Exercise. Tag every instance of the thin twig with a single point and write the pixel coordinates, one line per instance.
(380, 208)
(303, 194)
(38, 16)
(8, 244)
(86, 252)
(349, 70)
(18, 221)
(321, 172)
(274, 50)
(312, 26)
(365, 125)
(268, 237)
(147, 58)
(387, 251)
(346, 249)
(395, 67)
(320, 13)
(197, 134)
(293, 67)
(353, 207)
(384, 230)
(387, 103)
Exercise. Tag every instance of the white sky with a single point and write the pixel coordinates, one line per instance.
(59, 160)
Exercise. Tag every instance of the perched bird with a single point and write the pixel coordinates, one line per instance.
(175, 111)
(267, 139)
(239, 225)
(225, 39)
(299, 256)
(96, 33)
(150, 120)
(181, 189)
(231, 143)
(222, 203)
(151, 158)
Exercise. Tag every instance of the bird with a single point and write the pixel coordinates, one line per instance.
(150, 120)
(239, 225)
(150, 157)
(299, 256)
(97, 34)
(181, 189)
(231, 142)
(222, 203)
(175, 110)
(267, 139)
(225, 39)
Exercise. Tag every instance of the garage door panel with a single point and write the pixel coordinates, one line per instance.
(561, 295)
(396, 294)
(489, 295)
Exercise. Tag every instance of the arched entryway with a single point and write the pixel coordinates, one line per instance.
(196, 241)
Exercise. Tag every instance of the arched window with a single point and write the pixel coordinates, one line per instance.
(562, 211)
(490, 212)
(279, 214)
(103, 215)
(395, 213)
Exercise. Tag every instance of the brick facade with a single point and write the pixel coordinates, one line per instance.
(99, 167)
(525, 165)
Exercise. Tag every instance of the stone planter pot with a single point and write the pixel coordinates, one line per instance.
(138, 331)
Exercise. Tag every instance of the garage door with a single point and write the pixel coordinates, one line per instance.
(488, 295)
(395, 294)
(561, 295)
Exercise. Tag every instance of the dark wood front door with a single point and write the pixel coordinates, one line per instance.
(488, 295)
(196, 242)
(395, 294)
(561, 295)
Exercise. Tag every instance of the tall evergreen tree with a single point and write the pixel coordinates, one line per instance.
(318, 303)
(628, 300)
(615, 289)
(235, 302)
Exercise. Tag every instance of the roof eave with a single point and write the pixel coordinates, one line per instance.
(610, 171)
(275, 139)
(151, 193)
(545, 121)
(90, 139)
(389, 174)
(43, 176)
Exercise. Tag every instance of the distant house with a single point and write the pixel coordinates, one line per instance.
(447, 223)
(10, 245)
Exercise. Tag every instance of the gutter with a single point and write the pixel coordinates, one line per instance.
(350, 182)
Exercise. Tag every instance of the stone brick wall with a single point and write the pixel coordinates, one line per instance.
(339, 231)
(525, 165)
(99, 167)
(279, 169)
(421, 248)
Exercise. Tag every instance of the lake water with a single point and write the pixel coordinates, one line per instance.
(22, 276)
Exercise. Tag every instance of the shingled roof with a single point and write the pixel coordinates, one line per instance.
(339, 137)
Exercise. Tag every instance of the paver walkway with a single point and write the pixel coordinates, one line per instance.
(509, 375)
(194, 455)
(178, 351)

◆ ◆ ◆ ◆

Could you transcribe all of the entries exactly, leaving nothing out?

§ **ANSWER BOX**:
Exercise. Tag every instance of the thin twig with a single point and write the pixel coordinates, one line per instance.
(380, 208)
(303, 194)
(38, 16)
(8, 244)
(86, 252)
(349, 70)
(18, 221)
(321, 172)
(274, 50)
(312, 26)
(365, 125)
(268, 237)
(147, 58)
(387, 251)
(346, 249)
(395, 67)
(320, 13)
(197, 134)
(293, 67)
(353, 207)
(384, 230)
(387, 103)
Exercise. Tag every instance of the white sky with a single point and write the pixel coordinates, one line per instance.
(59, 160)
Exercise. Tag every instance of the perched bird with a single point and write the pixel coordinates, one line per instance.
(175, 111)
(267, 139)
(239, 225)
(225, 39)
(299, 256)
(96, 33)
(150, 120)
(181, 189)
(231, 143)
(222, 203)
(151, 158)
Exercise. Tag every instance of the bird with a single point and write the pixel coordinates, one line per instance.
(150, 120)
(239, 225)
(150, 157)
(299, 256)
(97, 34)
(181, 189)
(231, 142)
(222, 203)
(175, 110)
(267, 139)
(225, 39)
Exercise. Tag every instance of the garage door panel with a single point and write the pixel coordinates, one line per instance.
(561, 295)
(396, 294)
(489, 295)
Exercise. Tag every instance of the arched entryway with a single point and write the pixel coordinates, one line per instance.
(196, 241)
Exercise. Tag every instance of the arched window with a single point and write the pixel coordinates, one line per instance.
(562, 211)
(490, 212)
(279, 214)
(103, 215)
(395, 213)
Exercise. Tag every instance of the brick facade with a single point and write the pixel coordinates, one line per instance.
(99, 167)
(525, 165)
Exercise. Tag every instance of the stone planter pot with a single point and write the pixel coordinates, one line per instance.
(138, 331)
Exercise. Tag every instance of the garage door with a single point and write the pixel coordinates, one line per instance.
(488, 295)
(395, 294)
(561, 295)
Exercise. Tag every instance of the dark wood front door with a single point and write the pixel coordinates, one line per instance.
(488, 295)
(196, 242)
(395, 294)
(561, 295)
Exercise. Tag every instance of the tall evergreen tree with a single point and write the pixel coordinates, one line per instance.
(318, 303)
(628, 300)
(615, 289)
(235, 302)
Exercise. Tag every instance of the roof eave with a single point and write the pixel coordinates, one line per instance.
(610, 171)
(275, 139)
(151, 193)
(545, 121)
(90, 139)
(389, 174)
(43, 176)
Exercise. Tag every instance of the distant house with a single point and write the pixel coordinates, one line per instance.
(447, 223)
(10, 245)
Exercise. Tag every instance of the gutter with a single point and write the pixel coordinates, one line per instance.
(350, 182)
Exercise. Tag every instance of the stone brick wall with a single point and write the pixel coordinates, one line per instance.
(339, 231)
(525, 165)
(99, 167)
(279, 169)
(421, 248)
Exercise. Tag every instance of the lake water with a single point and write the pixel coordinates, one line per instance.
(22, 276)
Exercise. Tag every instance of the shingled roof with a single point and write the pixel coordinates, one line per instance.
(339, 137)
Exercise. Tag every instance of the paver walkway with a single point and write the pixel coordinates, one line per instance.
(509, 375)
(194, 455)
(178, 351)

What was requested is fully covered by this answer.